▶ **INSTRUCTION**:
Could you write the next part of the blog posts below about life as a young environmental engineer, picking up right after "to get the report out."?

Tag: young professional

Little Environmental Engineer

I have an important meeting. My company’s biggest client is in serious negotiations with the EPA tomorrow morning. This client brings in millions of dollars into the company each year. The auditor can’t make it to the meeting. The job manager can’t make it. So it’s all come down to me, little Joan, Environmental Engineer. Not Auditor, not Principal, not Senior Professional. Just Environmental Engineer.

EPA man:

Environmental Engineer, eh? Tell me about this proposed liner! What’s the hydraulic conductivity?

Joan:

(squeak) 10-9! That’s metres per second!

EPA man:

And what’s the risk to the environment? Well? Well? Spit it out!

Joan

Well, there’s already lots of pollution around there…

EPA man:

(roars) NOT GOOD ENOUGH!

Joan:

(bursts into tears) Waaaaaaaaaaaah!

Schmoozing

The Christmas season means a few things. In the business world, it means parties. “Parties?” you say. “Parties are fun! Especially parties thrown to impress clients and competitors. Especially when you get to go for free because your company has paid for you.”

I’m going to a cocktail party at the Docklands tonight. It’s being run by the Property Council of Australia for young professionals. A few of us at the environment group are going, while others are going to a Christmas party hosted by one of the environmental lab companies.

There is a reason why my boss paid for my ticket. It’s unstated but the hope is that I will charm my way into the inner circle of property lawyers, architects, developers and construction managers, throw my business card around, and one day, when these people need an environmental assessment of a property done, they’ll think of Joan.

*ka-ching!*

Good thing I’m extroverted.

I hope the function is populated by interesting and intelligent people. A good cocktail would go down all right, too.

Oops, I did it again

A woman at work here was asked to help me with a project. It’s a project that has been giving me grief. I sense a week or two coming up where I will be slaving away at a computer to get the report out.

Data extracted from a collection
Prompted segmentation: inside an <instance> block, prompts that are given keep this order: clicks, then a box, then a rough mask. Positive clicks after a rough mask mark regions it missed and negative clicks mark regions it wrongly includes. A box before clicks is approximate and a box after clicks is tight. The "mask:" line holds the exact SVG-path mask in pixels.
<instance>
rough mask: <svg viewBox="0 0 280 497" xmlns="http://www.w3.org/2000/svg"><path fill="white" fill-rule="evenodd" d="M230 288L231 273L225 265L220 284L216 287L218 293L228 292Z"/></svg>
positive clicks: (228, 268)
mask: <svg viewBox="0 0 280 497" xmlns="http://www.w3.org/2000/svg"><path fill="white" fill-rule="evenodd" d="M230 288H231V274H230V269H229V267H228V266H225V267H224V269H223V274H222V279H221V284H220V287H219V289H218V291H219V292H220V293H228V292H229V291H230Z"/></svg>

▶ **ANSWER BOX**:
She’s come up to help me and I wish I could use her help but at the moment, I have everything, everything, under control. So thanks, but no thanks, not right now. But I didn’t say that, you see. I said, “Mmm, that’s good. Here’s what the project’s about. I’ll need your help when the data comes in. I’m also going to Brisbane in a week so you can champion the project then.” (“Champion” is corporate-speak for “progress” (verb), which is corporate speak for “do”.)

And she’s still trying to be helpful and I honestly don’t know what to do with her. I answer her questions, make encouraging noises but inside I’m thinking, “Please don’t spend too much time on this project yet. I don’t know how the budget is going!”

Look! She’s come back from lunch and, hesitant, has asked, “Joan, are you okay if I work on this project too? I’m not going to take over or anything.”

“Oh!” Somewhat flummoxed. “No, of course you’re not going to take over. You’re being helpful. No, I’m just waiting for more information to come back then we can get stuck into it.”

“Okay,” (looking uncertain) “I just wanted to make sure you were okay with it.”

I felt bad because despite my efforts, I must have been giving out “You’re annoying, go away” vibes.

This has caught me a few times in the past too. Here I am, thinking that I’m doing a good job of hiding my feelings, yet they seem to leak out and affect other people. People can tell. Either I’m not very good at pretending or people just understand human nature.

Edit 1:46PM: I sent her an email explaining what I’ve written here. It made me feel better.

One day, I’ll be able to sell my soul

In our line of work, the most senior of the technical consultants are engaged by clients as expert witnesses in court cases and tribunals. We charge double time for this because it’s an extremely stressful job. Dr Peter, one of my mentors, is a world-acknowledged expert in his particular field of environmental work, yet on the witness stand, lawyers have attacked his credibility. Peter told me about one case where his client had a technically unassailable case, which the prosecution could not match. The prosecuting lawyer chose not to question the technical merits of the analysis and instead, proceeded to attack Peter’s professional and personal character. The aim was to cast doubt on Peter’s competency and integrity.

In the end, our client lost that case.

“Do you think this was fair? Did the judge choose the correct outcome?” I asked Peter.

He considered my question. “No,” he said after a while. “I don’t think it was the right decision.”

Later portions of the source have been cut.